Problem statement:
Please copy the data below exactly; none of the pictures in it belong in the copy.

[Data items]
______

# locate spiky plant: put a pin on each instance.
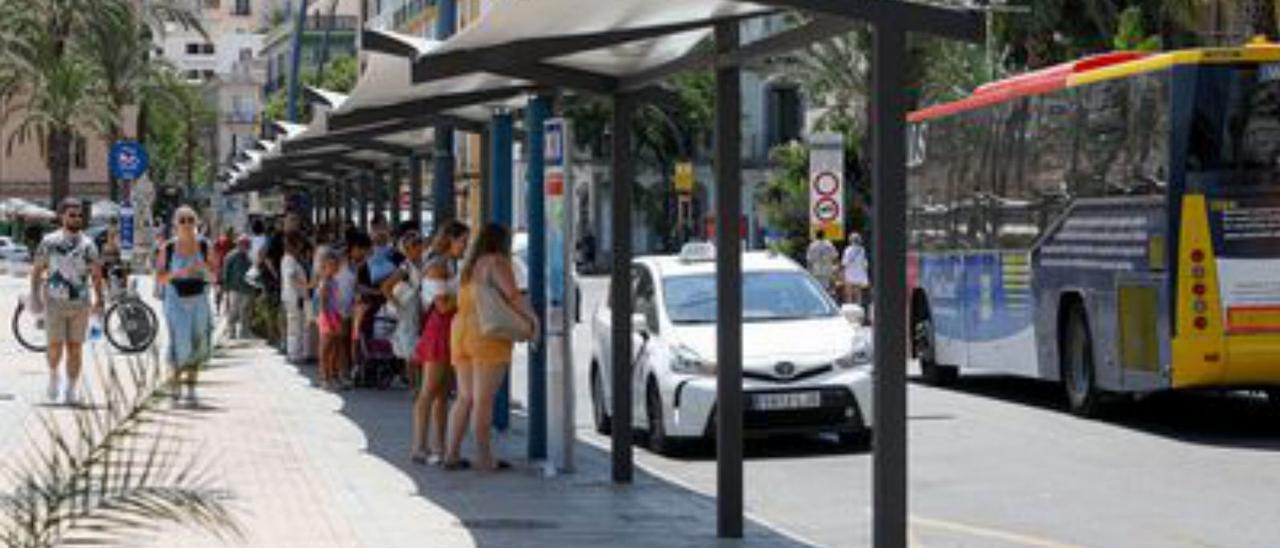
(110, 471)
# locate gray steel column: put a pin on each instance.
(728, 288)
(362, 190)
(888, 233)
(415, 190)
(620, 286)
(393, 191)
(378, 188)
(344, 204)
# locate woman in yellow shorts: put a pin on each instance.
(481, 361)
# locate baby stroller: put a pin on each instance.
(374, 362)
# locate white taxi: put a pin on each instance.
(805, 361)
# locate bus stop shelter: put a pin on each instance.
(624, 49)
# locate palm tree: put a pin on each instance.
(119, 48)
(60, 90)
(55, 92)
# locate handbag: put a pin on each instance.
(498, 319)
(188, 287)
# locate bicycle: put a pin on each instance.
(129, 324)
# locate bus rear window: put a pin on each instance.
(1235, 126)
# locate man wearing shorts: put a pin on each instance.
(71, 260)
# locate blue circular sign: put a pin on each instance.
(127, 160)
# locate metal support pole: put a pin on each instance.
(501, 133)
(535, 114)
(379, 188)
(296, 60)
(888, 187)
(443, 202)
(362, 190)
(728, 288)
(415, 191)
(393, 193)
(620, 288)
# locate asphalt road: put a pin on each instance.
(997, 462)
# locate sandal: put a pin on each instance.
(461, 464)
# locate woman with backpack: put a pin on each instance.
(481, 357)
(439, 300)
(184, 273)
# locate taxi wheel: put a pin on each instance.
(658, 441)
(603, 424)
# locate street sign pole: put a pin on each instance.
(558, 187)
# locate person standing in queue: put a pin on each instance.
(853, 265)
(295, 286)
(479, 360)
(71, 260)
(439, 298)
(184, 273)
(240, 292)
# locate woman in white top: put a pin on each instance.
(402, 292)
(295, 297)
(854, 266)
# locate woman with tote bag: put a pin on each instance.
(483, 336)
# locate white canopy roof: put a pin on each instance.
(388, 80)
(513, 21)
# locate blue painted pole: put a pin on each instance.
(296, 59)
(499, 211)
(535, 114)
(443, 202)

______

Exercise solution:
# locate spiky plant: put a pin on each instance.
(110, 471)
# locate gray steel column: put a pin on each instance.
(728, 288)
(362, 190)
(888, 233)
(415, 190)
(620, 286)
(393, 191)
(378, 188)
(344, 204)
# locate woman in yellow shorts: put a pin on each instance.
(481, 361)
# locate baby stroller: put a pin on each instance.
(374, 362)
# locate white taxi: put a pin on each instance.
(805, 361)
# locate bus stop shelter: put a pin on each instance.
(624, 49)
# locate palm tree: put a pin on each instance.
(119, 48)
(60, 90)
(55, 92)
# locate handbag: put a pin on each instance.
(498, 319)
(188, 287)
# locate bicycle: put a pin on each instance.
(129, 324)
# locate bus rear window: put a pin on each instance.
(1235, 126)
# locate man wearing shorts: put a pin on each instance.
(71, 260)
# locate blue circular sign: put a pin on each instance.
(127, 160)
# locate metal support pole: put a pin on each instance.
(501, 133)
(535, 114)
(379, 188)
(296, 60)
(888, 187)
(443, 202)
(362, 190)
(728, 288)
(415, 191)
(393, 193)
(620, 288)
# locate asphalt road: put a pin on each instance.
(997, 462)
# locate sandal: put a pin on each instance.
(461, 464)
# locate woman with backpack: put a pin on each instance.
(481, 357)
(439, 300)
(184, 273)
# locate taxi wheel: put a pin on each instance.
(658, 441)
(603, 424)
# locate street sign pole: put a pin on each instance.
(558, 187)
# locate person standing in queue: put a pin on each instance.
(853, 265)
(295, 286)
(479, 360)
(71, 260)
(439, 298)
(184, 273)
(240, 292)
# locate woman in white top: put a pin on each instance.
(402, 292)
(295, 297)
(854, 266)
# locate woman with tote bag: put a pin on each instance.
(483, 336)
# locate white canopy roof: put a pin on each instance.
(388, 80)
(513, 21)
# locate blue painted pole: put a pin on each instance.
(296, 59)
(499, 211)
(535, 114)
(443, 202)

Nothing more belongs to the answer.